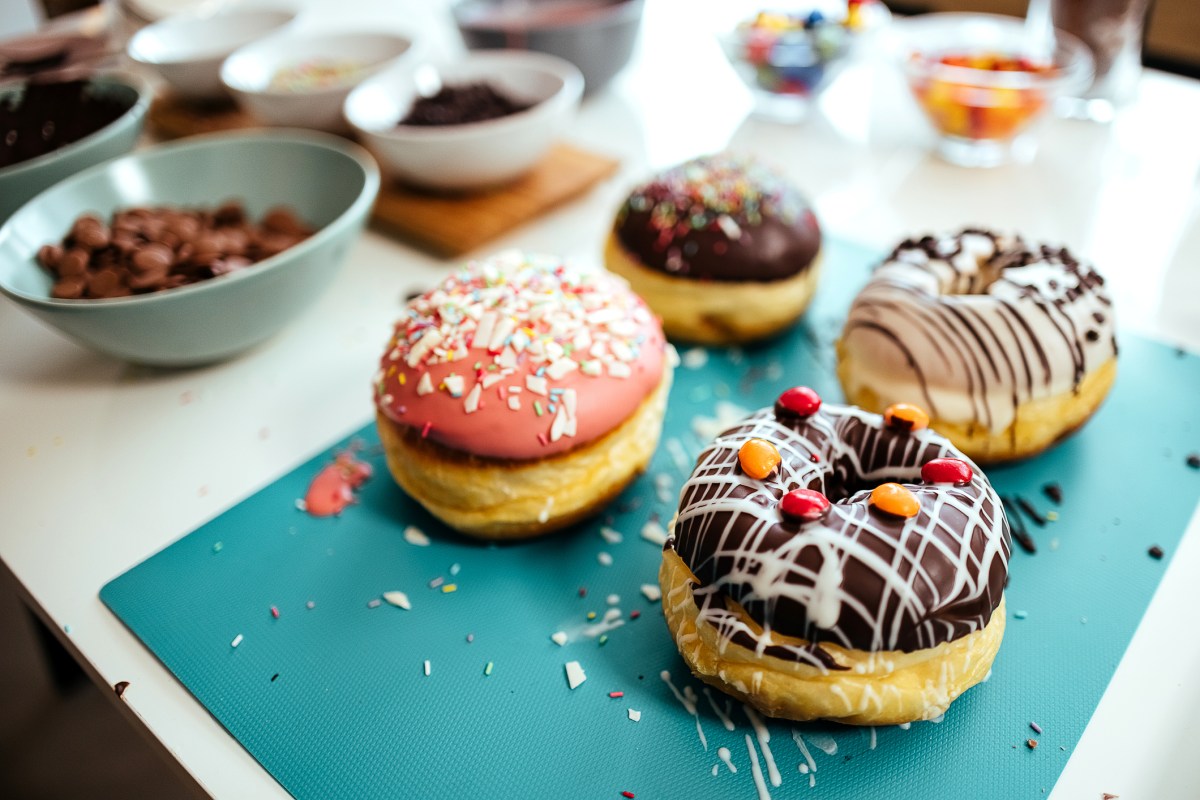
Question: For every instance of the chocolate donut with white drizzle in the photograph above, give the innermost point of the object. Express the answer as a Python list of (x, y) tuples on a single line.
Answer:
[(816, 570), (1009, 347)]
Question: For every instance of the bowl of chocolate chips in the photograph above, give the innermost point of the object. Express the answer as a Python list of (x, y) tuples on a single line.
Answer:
_ _ _ _ _
What the task requires:
From the first line to the last, return the material above exactly, apart from the pictures.

Reply to the exercise:
Question: For every instance of the chocolate donut with white drizzle in the photograph above, give the innermost point of the object. Express the answer as a Python list of (x, y) tuples on a single line.
Answer:
[(816, 570), (1009, 347)]
Question: For every instance of the bowl of chocolate chips in the photograph above, give the innermost point of the object. Express the answer as a Python list of (x, y) tuples on a single line.
Answer:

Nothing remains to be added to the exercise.